- _DATASET CONTENT_:
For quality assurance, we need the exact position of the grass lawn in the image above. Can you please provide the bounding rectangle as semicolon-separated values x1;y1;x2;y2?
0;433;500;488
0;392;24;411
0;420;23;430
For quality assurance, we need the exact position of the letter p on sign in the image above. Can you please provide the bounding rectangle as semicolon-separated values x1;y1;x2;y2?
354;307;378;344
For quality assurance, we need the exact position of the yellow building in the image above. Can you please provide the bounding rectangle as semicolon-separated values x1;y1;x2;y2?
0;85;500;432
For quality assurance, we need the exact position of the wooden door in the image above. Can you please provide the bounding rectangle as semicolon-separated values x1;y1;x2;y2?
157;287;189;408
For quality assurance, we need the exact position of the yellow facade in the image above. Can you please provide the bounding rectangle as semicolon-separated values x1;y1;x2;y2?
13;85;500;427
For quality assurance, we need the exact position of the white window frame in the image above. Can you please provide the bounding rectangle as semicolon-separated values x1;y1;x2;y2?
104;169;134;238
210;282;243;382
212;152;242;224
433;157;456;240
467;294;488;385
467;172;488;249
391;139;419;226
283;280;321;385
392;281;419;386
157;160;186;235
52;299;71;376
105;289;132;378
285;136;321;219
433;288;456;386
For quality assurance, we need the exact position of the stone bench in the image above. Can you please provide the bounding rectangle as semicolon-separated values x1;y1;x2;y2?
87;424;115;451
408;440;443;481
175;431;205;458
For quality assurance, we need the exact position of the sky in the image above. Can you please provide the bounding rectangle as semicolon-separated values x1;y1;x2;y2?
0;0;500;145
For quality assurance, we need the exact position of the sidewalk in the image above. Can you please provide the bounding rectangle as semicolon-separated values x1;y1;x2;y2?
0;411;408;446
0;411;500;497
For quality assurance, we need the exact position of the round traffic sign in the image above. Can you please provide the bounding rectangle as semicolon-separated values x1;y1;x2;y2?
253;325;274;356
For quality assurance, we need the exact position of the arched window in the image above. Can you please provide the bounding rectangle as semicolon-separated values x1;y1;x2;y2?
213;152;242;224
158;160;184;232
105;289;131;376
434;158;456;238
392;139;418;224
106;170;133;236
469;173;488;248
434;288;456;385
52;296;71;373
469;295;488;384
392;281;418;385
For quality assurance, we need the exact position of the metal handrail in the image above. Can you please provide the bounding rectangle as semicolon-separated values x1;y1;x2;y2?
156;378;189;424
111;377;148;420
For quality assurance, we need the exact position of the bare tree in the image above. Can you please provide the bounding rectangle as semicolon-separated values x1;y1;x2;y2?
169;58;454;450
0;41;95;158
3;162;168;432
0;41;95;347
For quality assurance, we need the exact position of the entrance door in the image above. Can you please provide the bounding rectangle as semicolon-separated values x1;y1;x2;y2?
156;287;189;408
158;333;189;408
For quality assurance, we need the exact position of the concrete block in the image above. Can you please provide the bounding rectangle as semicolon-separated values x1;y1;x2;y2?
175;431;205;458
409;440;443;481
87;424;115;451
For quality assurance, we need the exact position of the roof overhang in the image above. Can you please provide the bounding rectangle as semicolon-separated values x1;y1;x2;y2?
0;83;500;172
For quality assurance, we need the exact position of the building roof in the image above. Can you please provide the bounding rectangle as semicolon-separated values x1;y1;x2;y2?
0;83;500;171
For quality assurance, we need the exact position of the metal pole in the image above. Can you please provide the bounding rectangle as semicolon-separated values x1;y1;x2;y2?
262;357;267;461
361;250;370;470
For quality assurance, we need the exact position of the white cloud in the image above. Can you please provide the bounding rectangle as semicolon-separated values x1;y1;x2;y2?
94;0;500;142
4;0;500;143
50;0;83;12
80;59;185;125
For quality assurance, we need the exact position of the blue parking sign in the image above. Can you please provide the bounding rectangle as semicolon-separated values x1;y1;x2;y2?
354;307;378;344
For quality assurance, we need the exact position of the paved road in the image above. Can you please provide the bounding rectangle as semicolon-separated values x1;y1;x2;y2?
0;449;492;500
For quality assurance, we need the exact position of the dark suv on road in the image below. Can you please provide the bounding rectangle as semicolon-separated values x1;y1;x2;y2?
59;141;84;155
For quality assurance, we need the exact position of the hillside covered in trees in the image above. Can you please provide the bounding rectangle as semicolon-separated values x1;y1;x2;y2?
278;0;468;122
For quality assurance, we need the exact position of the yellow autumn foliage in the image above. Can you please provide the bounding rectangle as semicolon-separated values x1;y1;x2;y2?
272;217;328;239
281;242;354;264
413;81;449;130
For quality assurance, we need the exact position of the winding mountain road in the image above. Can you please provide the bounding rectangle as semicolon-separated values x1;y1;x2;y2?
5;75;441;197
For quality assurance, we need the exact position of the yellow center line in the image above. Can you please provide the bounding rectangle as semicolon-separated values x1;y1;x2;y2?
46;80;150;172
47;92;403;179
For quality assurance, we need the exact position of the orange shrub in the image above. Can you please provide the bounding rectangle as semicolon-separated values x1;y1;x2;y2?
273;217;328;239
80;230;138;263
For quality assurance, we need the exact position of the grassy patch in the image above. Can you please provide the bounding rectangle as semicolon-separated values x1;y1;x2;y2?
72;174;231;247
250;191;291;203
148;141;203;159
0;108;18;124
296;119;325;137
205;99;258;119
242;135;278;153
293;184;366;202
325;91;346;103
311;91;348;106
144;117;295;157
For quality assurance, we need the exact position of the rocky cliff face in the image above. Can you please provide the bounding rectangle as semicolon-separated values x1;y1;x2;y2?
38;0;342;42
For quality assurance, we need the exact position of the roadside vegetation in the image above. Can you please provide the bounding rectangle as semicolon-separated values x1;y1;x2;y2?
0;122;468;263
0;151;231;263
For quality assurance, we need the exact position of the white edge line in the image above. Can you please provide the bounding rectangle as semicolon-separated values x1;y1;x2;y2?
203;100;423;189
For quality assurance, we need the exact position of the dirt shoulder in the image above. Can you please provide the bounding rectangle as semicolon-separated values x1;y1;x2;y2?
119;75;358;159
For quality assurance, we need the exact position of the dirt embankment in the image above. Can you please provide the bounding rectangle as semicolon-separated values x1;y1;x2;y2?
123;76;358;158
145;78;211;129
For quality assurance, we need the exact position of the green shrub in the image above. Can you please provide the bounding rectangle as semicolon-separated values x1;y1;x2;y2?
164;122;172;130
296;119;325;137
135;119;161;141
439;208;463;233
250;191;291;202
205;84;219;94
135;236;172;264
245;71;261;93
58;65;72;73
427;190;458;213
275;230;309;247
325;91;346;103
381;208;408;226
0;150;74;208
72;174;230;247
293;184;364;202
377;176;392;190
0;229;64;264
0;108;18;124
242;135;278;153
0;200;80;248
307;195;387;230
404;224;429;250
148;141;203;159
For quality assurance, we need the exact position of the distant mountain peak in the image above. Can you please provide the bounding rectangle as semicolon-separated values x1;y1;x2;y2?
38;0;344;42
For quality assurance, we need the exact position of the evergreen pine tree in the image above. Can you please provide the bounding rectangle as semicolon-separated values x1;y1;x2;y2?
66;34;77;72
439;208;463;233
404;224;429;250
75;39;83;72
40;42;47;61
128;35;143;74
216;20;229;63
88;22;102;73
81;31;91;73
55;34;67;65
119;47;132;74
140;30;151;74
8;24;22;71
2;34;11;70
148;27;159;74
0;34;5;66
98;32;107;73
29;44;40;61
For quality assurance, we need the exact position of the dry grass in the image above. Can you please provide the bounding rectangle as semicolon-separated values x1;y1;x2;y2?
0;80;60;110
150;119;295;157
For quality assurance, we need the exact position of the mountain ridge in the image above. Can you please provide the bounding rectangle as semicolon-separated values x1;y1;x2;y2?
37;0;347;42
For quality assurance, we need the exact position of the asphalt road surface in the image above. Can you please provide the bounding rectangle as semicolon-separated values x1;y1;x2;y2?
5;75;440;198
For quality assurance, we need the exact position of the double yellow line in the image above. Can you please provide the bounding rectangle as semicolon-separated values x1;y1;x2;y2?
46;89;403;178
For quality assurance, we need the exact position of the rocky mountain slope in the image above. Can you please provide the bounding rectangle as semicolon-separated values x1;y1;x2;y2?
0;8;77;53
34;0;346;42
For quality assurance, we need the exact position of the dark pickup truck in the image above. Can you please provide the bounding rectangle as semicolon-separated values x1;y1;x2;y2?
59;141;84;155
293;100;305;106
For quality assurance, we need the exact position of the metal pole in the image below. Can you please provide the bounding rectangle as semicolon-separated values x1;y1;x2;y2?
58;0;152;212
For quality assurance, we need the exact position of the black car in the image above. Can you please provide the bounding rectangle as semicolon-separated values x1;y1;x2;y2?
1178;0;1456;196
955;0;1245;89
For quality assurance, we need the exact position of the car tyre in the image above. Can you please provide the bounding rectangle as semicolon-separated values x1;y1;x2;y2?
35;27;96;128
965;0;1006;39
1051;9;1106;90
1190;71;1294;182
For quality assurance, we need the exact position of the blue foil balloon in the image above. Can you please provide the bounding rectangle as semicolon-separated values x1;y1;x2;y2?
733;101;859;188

- _PROBLEM TO SOLVE_:
Convert the records, from the start through the line containing "0;85;500;432" (inclusive), into a two-column CSV with headers text and answer. Give one row per record with each field quoted, and replace line breaks with spaces.

- _OUTPUT_:
text,answer
"For quality assurance, we need the exact position of the grass lawn in the image above. Can you please provide the bounding rectangle as semicolon-separated values x1;y1;x2;y2?","0;433;500;488 0;392;24;411 0;420;23;430"
"For quality assurance, we need the exact position of the letter p on sign in the image above. Can you please provide the bounding rectangle as semicolon-separated values x1;y1;x2;y2?","354;307;378;344"
"For quality assurance, we need the exact position of the yellow building in the image above. Can you please provide the bounding rectangle as semicolon-separated values x1;y1;x2;y2?","0;85;500;432"